Hanna Parviainen (3 August 1874 Jyväskylä – 12 February 1938 Helsinki), the executive managing the family sawmills, was the first woman to become a commercial counsellor for Finland.

==Biography==
Hanna Maria Parviainen was the daughter of the factory owner, commercial counsellor Johan Parviainen and Maria Charlotta Hedberg. She was educated at a boarding school in Geneva, Switzerland before going to a business school in Stockholm, Sweden. Parviainen worked as an accountant for her father till his death in 1900, after which she took over managing the farms owned by the family. She inherited the plywood factory and the Säynätsalo islands in 1925 when her father and both her brothers had died. Before that in 1922–1925 she acted as the manager of Joh. Parviainen Ltd and Kiminki Ltd. In 1923–1936 she was the member of the board of administration of Joh. Parviaisen Tehtaat Ltd, and in 1923–1925 member of the board of directors. After inheriting the business, she became the chair till 1930. Hanna Parviainen was afforded the title of commercial counsellor in 1926 as the first woman in Finland. However, in the aftermath of the Great Depression Parviainen had to sell her businesses to the banks.

.....

§ **TASK INSTRUCTIONS**:
Can you resume the biography of Hanna Parviainen after its last sentence?

(Point localization data)
.....

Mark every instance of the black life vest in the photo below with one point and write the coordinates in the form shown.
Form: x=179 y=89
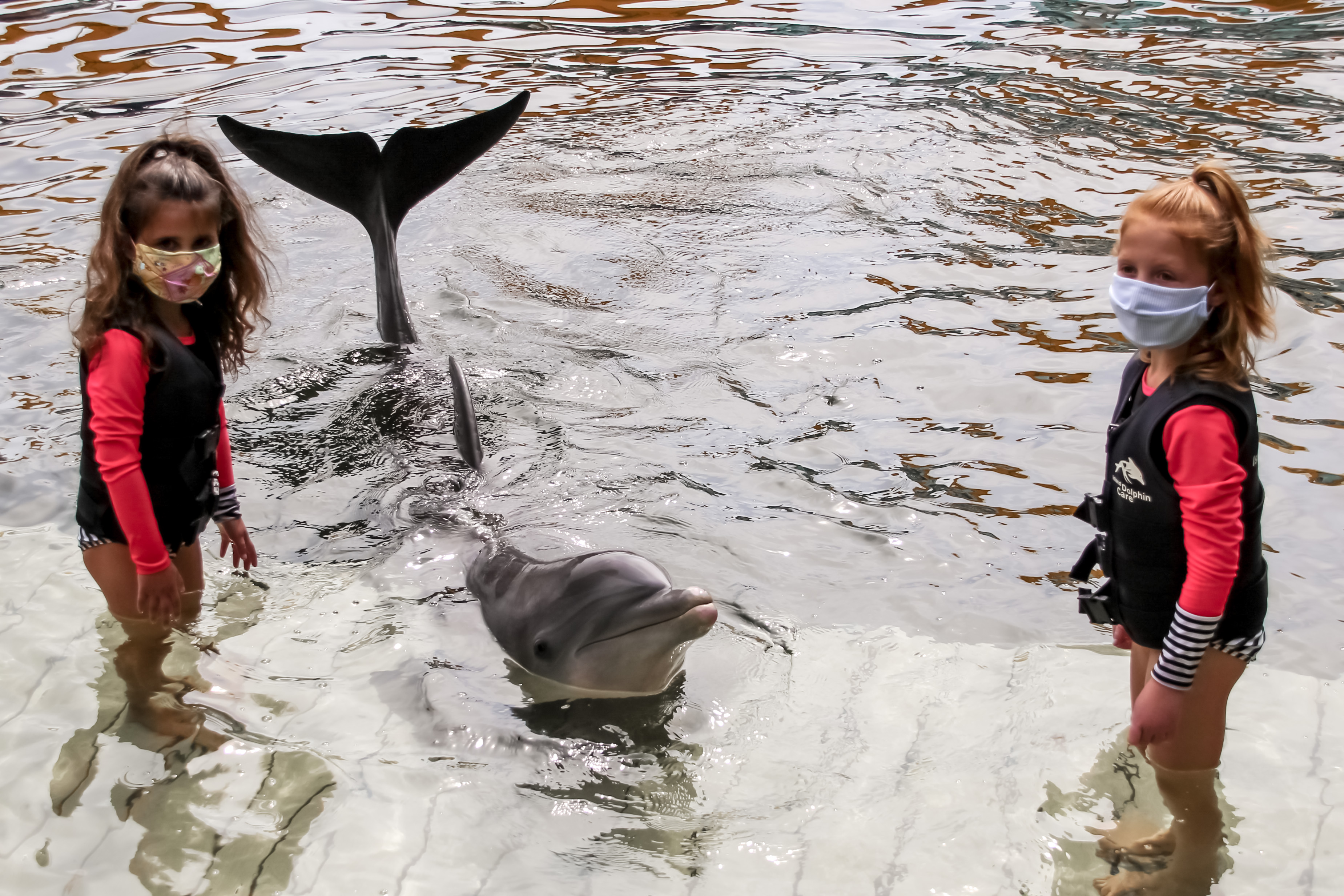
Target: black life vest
x=1142 y=547
x=177 y=448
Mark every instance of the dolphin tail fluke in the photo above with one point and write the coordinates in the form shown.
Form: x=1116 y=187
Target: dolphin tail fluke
x=464 y=418
x=378 y=187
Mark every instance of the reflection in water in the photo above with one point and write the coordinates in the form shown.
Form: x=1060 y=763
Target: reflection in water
x=647 y=774
x=803 y=300
x=229 y=821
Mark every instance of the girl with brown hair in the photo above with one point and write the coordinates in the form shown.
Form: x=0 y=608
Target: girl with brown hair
x=1180 y=510
x=175 y=289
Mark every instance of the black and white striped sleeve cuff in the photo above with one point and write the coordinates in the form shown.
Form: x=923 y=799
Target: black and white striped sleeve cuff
x=228 y=508
x=1183 y=648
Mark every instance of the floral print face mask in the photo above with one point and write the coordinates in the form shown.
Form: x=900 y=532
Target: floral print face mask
x=178 y=277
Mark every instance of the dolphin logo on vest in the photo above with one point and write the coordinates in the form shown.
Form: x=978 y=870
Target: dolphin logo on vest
x=1127 y=476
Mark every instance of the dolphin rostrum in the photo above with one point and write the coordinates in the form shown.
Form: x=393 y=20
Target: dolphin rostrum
x=377 y=187
x=603 y=624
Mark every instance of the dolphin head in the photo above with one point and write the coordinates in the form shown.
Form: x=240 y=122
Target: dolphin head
x=605 y=622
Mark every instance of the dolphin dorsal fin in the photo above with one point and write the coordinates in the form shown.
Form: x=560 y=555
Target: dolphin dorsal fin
x=464 y=418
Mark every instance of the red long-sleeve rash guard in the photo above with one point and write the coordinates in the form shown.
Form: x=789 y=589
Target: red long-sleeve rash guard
x=117 y=377
x=1201 y=446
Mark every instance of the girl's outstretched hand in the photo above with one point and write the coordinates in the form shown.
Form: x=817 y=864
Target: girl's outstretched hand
x=159 y=596
x=1156 y=712
x=236 y=534
x=1121 y=639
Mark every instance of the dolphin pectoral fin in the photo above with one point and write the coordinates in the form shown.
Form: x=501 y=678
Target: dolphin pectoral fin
x=464 y=418
x=342 y=170
x=420 y=160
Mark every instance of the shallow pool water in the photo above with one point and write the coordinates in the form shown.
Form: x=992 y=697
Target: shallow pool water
x=803 y=300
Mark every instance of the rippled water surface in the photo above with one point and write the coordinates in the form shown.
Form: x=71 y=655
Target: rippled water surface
x=804 y=300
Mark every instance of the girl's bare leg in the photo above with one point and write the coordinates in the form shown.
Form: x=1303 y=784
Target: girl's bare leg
x=139 y=660
x=1186 y=766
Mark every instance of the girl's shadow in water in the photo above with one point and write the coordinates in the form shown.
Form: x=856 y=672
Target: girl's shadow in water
x=1121 y=805
x=216 y=823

.....

§ **RESULT BELOW**:
Parviainen had a paternalistic attitude to her workforce. She e.g. had a house created for the workforce designed by W. G. Palmqvist. Parviainen had befriended herself with the architect Wivi Lönn, who e.g. designed an orchard in the Sulkula model farm on the shores of Lake Jyväsjärvi as well as several buildings on the Säynätsalo islands including a kindergarten and a home for the elderly. Hanna Parviainen fulfilled her parents wishes by building a church: she commissioned the plans of the Säynätsalo Church from the well-known architect Armas Lindgren and donated the building to the parish.

Parviainen was a philanthropist favouring especially female organizations. She lived the rest of her life with Wivi Lönn. When she died she donated her wealth to the YWCA.